◆ **Problem requirements**: Render every line of the records below as a Markdown table with two columns, "Row" for the row number and "Line" for the line itself, leaving out blank lines.

◆ **Information shown**:

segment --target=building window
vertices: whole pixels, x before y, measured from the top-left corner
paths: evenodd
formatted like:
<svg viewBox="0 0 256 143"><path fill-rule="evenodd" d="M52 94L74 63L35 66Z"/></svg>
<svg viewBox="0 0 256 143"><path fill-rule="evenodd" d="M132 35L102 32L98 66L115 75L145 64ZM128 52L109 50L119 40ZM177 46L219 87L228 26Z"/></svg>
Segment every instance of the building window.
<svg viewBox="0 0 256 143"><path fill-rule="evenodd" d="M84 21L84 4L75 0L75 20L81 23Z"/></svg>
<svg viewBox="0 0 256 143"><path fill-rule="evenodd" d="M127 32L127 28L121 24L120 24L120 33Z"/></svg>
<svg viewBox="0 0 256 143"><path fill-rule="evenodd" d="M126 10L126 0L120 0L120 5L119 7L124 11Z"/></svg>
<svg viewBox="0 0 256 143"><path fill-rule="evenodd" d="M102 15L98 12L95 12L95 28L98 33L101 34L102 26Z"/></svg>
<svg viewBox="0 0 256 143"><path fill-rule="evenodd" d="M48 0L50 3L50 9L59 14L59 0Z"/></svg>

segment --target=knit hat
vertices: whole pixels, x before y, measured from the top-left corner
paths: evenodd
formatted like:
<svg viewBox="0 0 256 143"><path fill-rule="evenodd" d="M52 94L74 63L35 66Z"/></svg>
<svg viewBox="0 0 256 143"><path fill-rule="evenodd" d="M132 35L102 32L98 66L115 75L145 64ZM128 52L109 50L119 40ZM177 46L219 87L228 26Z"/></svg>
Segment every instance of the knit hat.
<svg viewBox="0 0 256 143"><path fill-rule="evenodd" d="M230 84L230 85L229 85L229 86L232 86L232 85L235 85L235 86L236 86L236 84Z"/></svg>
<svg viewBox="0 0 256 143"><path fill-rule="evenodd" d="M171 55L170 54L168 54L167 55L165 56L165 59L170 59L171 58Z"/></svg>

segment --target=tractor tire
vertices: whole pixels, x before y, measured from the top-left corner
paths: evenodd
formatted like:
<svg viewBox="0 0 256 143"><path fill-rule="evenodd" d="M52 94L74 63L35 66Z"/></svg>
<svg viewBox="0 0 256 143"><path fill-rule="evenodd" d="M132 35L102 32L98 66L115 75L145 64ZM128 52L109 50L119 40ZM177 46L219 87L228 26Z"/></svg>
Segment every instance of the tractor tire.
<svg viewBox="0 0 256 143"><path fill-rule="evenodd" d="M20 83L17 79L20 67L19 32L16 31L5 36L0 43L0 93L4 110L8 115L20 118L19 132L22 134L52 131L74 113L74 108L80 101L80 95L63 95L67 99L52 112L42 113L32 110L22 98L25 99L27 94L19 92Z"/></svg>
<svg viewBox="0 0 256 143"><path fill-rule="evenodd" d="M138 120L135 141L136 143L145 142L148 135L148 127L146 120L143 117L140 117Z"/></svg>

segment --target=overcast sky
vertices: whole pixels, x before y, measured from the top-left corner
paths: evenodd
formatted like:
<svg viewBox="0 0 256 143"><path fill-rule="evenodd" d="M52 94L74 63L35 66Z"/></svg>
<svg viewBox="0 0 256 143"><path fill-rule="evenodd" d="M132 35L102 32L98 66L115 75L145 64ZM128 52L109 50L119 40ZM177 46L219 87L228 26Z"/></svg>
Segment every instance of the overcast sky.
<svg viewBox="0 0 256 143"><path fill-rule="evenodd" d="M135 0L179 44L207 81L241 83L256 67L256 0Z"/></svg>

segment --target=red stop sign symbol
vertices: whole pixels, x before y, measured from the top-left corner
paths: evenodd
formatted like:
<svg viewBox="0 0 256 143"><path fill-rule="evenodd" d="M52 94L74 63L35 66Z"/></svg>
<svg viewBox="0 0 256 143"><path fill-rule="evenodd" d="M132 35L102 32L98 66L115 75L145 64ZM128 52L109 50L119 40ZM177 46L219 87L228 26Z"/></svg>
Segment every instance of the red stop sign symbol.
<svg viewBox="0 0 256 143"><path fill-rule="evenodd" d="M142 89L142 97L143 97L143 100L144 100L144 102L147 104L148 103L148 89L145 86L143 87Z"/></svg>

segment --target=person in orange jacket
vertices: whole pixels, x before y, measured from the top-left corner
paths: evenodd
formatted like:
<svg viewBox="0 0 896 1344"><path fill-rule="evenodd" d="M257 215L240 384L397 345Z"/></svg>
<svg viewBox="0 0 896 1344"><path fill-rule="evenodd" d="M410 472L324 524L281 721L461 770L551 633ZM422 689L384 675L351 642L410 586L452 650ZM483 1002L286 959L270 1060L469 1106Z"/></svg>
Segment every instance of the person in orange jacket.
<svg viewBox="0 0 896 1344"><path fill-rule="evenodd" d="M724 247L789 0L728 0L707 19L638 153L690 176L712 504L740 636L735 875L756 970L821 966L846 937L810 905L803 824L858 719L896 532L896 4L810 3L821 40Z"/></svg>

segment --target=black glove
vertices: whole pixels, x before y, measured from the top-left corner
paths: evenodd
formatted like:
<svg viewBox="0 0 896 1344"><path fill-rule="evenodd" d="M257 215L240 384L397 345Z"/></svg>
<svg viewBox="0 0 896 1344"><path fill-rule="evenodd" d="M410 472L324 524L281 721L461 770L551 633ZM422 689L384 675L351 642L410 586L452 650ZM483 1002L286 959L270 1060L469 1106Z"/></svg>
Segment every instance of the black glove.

◆ **Result**:
| Row | Line |
|---|---|
| 1 | segment --target=building window |
| 2 | vertices: whole pixels, x before y, measured from the top-left corner |
| 3 | paths: evenodd |
| 4 | formatted like: |
| 5 | <svg viewBox="0 0 256 143"><path fill-rule="evenodd" d="M52 94L74 63L35 66Z"/></svg> |
| 6 | <svg viewBox="0 0 256 143"><path fill-rule="evenodd" d="M132 35L102 32L98 66L115 75L145 64ZM128 52L109 50L119 40ZM177 46L219 87L228 26Z"/></svg> |
| 7 | Segment every instance of the building window. |
| 8 | <svg viewBox="0 0 256 143"><path fill-rule="evenodd" d="M84 21L84 4L75 0L75 20L81 23Z"/></svg> |
| 9 | <svg viewBox="0 0 256 143"><path fill-rule="evenodd" d="M127 32L127 28L121 24L120 24L120 33Z"/></svg> |
| 10 | <svg viewBox="0 0 256 143"><path fill-rule="evenodd" d="M126 10L126 0L120 0L120 5L119 7L124 11Z"/></svg> |
| 11 | <svg viewBox="0 0 256 143"><path fill-rule="evenodd" d="M102 15L98 12L95 12L95 28L98 33L101 34L102 26Z"/></svg> |
| 12 | <svg viewBox="0 0 256 143"><path fill-rule="evenodd" d="M48 0L50 3L50 9L59 14L59 0Z"/></svg> |
| 13 | segment --target=knit hat |
| 14 | vertices: whole pixels, x before y, measured from the top-left corner |
| 15 | paths: evenodd |
| 16 | formatted like: |
| 17 | <svg viewBox="0 0 256 143"><path fill-rule="evenodd" d="M52 94L74 63L35 66Z"/></svg> |
| 18 | <svg viewBox="0 0 256 143"><path fill-rule="evenodd" d="M132 35L102 32L98 66L115 75L145 64ZM128 52L109 50L119 40ZM177 46L219 87L228 26Z"/></svg> |
| 19 | Segment every instance of the knit hat. |
| 20 | <svg viewBox="0 0 256 143"><path fill-rule="evenodd" d="M230 84L230 85L229 85L229 86L232 86L232 85L235 85L235 86L236 86L236 84Z"/></svg> |
| 21 | <svg viewBox="0 0 256 143"><path fill-rule="evenodd" d="M171 55L170 54L168 54L167 55L165 56L165 59L170 59L171 58Z"/></svg> |
| 22 | segment --target=tractor tire |
| 23 | vertices: whole pixels, x before y, measured from the top-left corner |
| 24 | paths: evenodd |
| 25 | formatted like: |
| 26 | <svg viewBox="0 0 256 143"><path fill-rule="evenodd" d="M52 94L74 63L35 66Z"/></svg> |
| 27 | <svg viewBox="0 0 256 143"><path fill-rule="evenodd" d="M132 35L102 32L98 66L115 75L145 64ZM128 52L109 50L119 40ZM177 46L219 87L228 26Z"/></svg> |
| 28 | Segment every instance of the tractor tire. |
| 29 | <svg viewBox="0 0 256 143"><path fill-rule="evenodd" d="M20 83L17 79L20 67L19 32L16 31L5 36L0 43L0 93L4 110L8 115L20 118L19 132L22 134L52 131L74 113L74 108L80 101L80 95L63 95L67 99L52 112L42 113L32 110L22 98L25 99L27 94L19 92Z"/></svg> |
| 30 | <svg viewBox="0 0 256 143"><path fill-rule="evenodd" d="M138 120L135 141L136 143L145 142L148 135L148 127L146 120L143 117L140 117Z"/></svg> |
| 31 | segment --target=overcast sky |
| 32 | vertices: whole pixels, x before y, measured from the top-left corner |
| 33 | paths: evenodd |
| 34 | formatted like: |
| 35 | <svg viewBox="0 0 256 143"><path fill-rule="evenodd" d="M52 94L74 63L35 66Z"/></svg> |
| 36 | <svg viewBox="0 0 256 143"><path fill-rule="evenodd" d="M132 35L102 32L98 66L115 75L145 64ZM128 52L109 50L119 40ZM177 46L219 87L228 26Z"/></svg> |
| 37 | Segment every instance of the overcast sky. |
| 38 | <svg viewBox="0 0 256 143"><path fill-rule="evenodd" d="M135 0L179 44L207 81L241 83L256 67L256 0Z"/></svg> |
| 39 | segment --target=red stop sign symbol |
| 40 | vertices: whole pixels, x before y, measured from the top-left corner |
| 41 | paths: evenodd |
| 42 | formatted like: |
| 43 | <svg viewBox="0 0 256 143"><path fill-rule="evenodd" d="M52 94L74 63L35 66Z"/></svg> |
| 44 | <svg viewBox="0 0 256 143"><path fill-rule="evenodd" d="M132 35L102 32L98 66L115 75L145 64ZM128 52L109 50L119 40ZM177 46L219 87L228 26Z"/></svg> |
| 45 | Segment every instance of the red stop sign symbol. |
| 46 | <svg viewBox="0 0 256 143"><path fill-rule="evenodd" d="M142 89L142 97L143 97L143 100L144 100L144 102L147 104L148 103L148 89L145 86L143 87Z"/></svg> |
| 47 | segment --target=person in orange jacket |
| 48 | vertices: whole pixels, x before y, measured from the top-left corner |
| 49 | paths: evenodd |
| 50 | formatted like: |
| 51 | <svg viewBox="0 0 896 1344"><path fill-rule="evenodd" d="M257 215L240 384L397 345Z"/></svg> |
| 52 | <svg viewBox="0 0 896 1344"><path fill-rule="evenodd" d="M410 472L324 524L281 721L461 770L551 633ZM422 689L384 675L351 642L410 586L452 650ZM483 1002L286 959L270 1060L469 1106Z"/></svg> |
| 53 | Segment every instance of the person in orange jacket. |
| 54 | <svg viewBox="0 0 896 1344"><path fill-rule="evenodd" d="M724 247L789 0L728 0L707 19L638 153L690 176L712 504L740 636L735 875L756 970L821 966L846 937L810 905L803 824L858 719L896 532L896 4L810 3L821 40Z"/></svg> |
| 55 | segment --target=black glove |
| 56 | vertices: whole pixels, x before y, measured from the top-left corner |
| 57 | paths: evenodd |
| 58 | formatted like: |
| 59 | <svg viewBox="0 0 896 1344"><path fill-rule="evenodd" d="M257 215L240 384L397 345Z"/></svg> |
| 60 | <svg viewBox="0 0 896 1344"><path fill-rule="evenodd" d="M410 472L324 524L281 721L461 770L551 633ZM422 689L384 675L351 642L410 586L452 650ZM483 1002L286 959L270 1060L469 1106Z"/></svg> |
| 61 | Segment every instance of the black glove. |